GOAL: Extract each of the lines below word for word, leaving the pictures out of your answer.

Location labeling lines
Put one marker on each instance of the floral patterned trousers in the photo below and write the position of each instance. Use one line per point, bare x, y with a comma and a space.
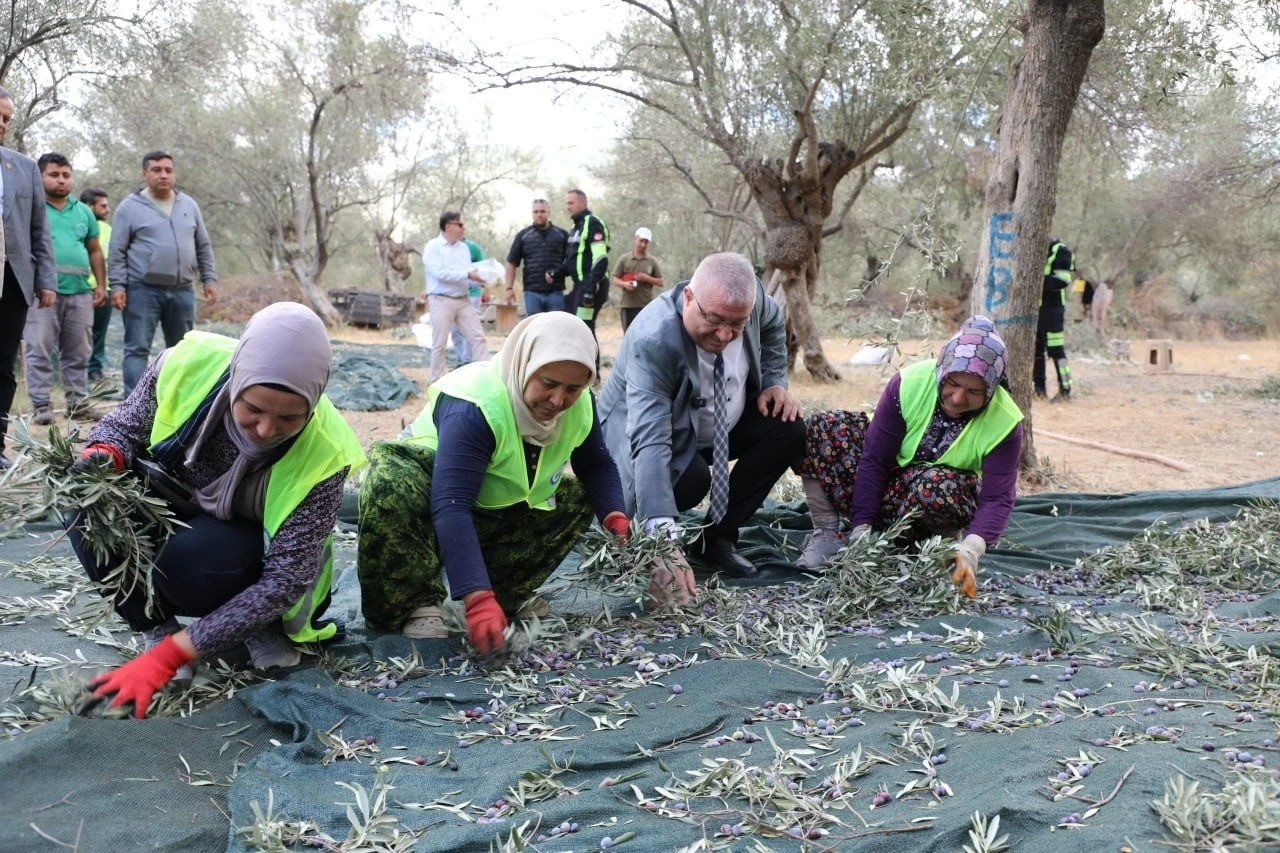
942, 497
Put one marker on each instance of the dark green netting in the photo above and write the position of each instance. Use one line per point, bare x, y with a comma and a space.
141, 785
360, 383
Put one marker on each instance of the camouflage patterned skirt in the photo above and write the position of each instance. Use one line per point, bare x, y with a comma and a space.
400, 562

SOLUTION TO THIS EXERCISE:
Put one marker on each instance of the floral patterned trousers in the photo below and write the position of each instance. Use one line per point, bare x, y with a comma and a space.
942, 497
Put one marker on each instance of the dark green netting in the photo above and write the position of each instance. Use one line per point, bare x, y with a comma and a space.
141, 785
360, 383
Put one marker on each instance of the camouflage patterned skirt in the photo above and write the position of each instance. Use one line per point, bare x, y with a comma and a space.
400, 562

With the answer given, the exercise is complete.